--- Task to complete ---
Could you set down the data below line for line, with every character unchanged?

--- Data for processing ---
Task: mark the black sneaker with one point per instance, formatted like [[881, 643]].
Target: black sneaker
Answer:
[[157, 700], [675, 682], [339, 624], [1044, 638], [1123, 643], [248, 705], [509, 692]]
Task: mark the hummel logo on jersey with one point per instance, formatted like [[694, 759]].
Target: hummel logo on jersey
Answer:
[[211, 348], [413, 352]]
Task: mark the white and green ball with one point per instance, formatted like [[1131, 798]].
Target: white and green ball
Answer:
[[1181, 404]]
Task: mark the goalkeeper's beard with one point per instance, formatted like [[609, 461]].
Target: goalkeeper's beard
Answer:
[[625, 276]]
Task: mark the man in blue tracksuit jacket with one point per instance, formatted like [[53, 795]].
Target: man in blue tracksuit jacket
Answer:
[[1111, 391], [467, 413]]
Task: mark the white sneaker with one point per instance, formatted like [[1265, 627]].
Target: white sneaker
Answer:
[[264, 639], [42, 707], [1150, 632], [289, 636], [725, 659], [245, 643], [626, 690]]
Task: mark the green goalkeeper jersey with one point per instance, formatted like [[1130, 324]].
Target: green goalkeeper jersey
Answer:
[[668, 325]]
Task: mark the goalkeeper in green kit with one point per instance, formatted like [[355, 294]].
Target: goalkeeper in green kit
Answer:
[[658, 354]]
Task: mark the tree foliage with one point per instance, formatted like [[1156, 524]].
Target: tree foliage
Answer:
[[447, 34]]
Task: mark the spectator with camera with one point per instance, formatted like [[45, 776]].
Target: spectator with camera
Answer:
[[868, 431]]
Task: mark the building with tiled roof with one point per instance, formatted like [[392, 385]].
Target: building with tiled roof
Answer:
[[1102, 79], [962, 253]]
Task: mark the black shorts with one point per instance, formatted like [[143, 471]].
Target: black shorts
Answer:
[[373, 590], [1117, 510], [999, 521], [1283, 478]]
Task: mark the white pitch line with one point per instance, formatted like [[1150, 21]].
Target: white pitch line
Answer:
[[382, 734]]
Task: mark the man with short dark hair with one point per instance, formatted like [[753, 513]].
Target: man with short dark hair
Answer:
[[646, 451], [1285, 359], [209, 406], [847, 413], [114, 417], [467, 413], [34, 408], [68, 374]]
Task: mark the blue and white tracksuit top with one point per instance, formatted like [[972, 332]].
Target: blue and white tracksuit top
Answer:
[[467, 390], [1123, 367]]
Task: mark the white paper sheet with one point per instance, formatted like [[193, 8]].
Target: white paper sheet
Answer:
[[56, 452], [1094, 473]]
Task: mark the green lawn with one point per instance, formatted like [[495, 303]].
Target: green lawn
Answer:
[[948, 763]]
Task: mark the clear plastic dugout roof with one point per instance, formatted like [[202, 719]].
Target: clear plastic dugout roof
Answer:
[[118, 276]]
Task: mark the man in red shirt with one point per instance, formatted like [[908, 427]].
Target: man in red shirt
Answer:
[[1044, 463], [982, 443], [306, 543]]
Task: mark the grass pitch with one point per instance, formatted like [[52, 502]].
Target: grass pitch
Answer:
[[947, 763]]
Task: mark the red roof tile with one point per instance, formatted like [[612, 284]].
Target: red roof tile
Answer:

--- Result below ---
Task: mark the black sneaker with one point per instance, formatted like [[881, 643]].
Target: black sneaker
Answer:
[[157, 700], [675, 682], [339, 624], [1044, 638], [1123, 643], [248, 705], [509, 692]]
Task: mark the hummel logo on jersey with one point per instance, formatted like [[694, 759]].
Target: hummel logo on jersey
Answer:
[[211, 348], [413, 352]]
Task: mark the white and green ball with one point per instance, formatted like [[1131, 798]].
Target: white and green ball
Answer:
[[1181, 404]]
Task: mark the goalkeeper's beard with one point per instance, formatted like [[609, 461]].
Target: goalkeeper's beard
Answer:
[[625, 276]]
Task: mark the man in blue tracksuit jacket with one point per instance, formatted like [[53, 795]].
Target: man in blue tracksuit jacket
Answer:
[[1111, 391], [467, 413]]
Task: mark the white sneaker with one point per instance, formatted like [[1265, 627]].
Target: white sneaker
Answer:
[[264, 639], [42, 707], [1150, 632], [289, 636], [725, 659], [245, 643], [626, 690]]
Task: mark the green goalkeeper jersey with one point per instance, formatted like [[1130, 324]].
Target: green goalkeeper jersey
Answer:
[[668, 325]]
Task: mark the goalkeeper in green kit with one point per instance, formatted like [[355, 294]].
Target: goalkeeper in green kit
Answer:
[[658, 354]]
Task: mark the tree foliage with one point per instance, formatted like [[1156, 524]].
Target: tree foliage
Answer:
[[447, 34]]
Task: mark the spectator with camera with one point per instance, formatted like [[45, 776]].
Target: spectator with camera
Answer:
[[868, 431]]
Task: mark the building with tiled roof with one point per instance, formatted like [[392, 385]].
Target: building with tiled roof
Answer:
[[1102, 79], [962, 253]]
Task: mark the black shorts with one point per instance, formatted like [[143, 471]].
Target: black shorts
Answer:
[[373, 590], [1117, 510], [999, 521], [1283, 478]]
Task: mark the white pitch line with one point per instance, formatted like [[1150, 21]].
Target: white pitch line
Answer:
[[382, 734]]
Task: mark the man with short dark hair with one point per instance, formatted like [[753, 513]].
Target: man with short dark hair
Answer:
[[646, 451], [1285, 359], [209, 406], [847, 413], [114, 417], [467, 413], [34, 408], [68, 374]]
Task: mark the blue and white tracksuit top with one point per instance, formatted like [[972, 332]].
Target: blue and white tracksuit top
Answer:
[[467, 390], [1123, 367]]
Task: mark the white paper sheet with one point per instance, formatted like [[193, 8]].
Target: white paper sheet
Answer:
[[56, 452], [1094, 473]]
Task: mark the green lawn with one point per instance, formatted like [[495, 303]].
Target: green lawn
Answer:
[[948, 763]]
Task: mark the clear plastic dugout roof with one point per instance, formatted like [[202, 719]].
Target: clear plastic dugout roof
Answer:
[[118, 276]]
Task: mark the man in red shirt with one point per instance, formatted like [[908, 427]].
Target: man in red shirt
Answer:
[[1044, 463], [982, 443], [306, 543]]
Task: mark the grass pitch with one point per instance, formatted like [[52, 502]].
Target: grass pitch
Answer:
[[947, 763]]
Task: mark the red roof tile with one point per instance, formatted like [[612, 284]].
Target: red roof tile
Answer:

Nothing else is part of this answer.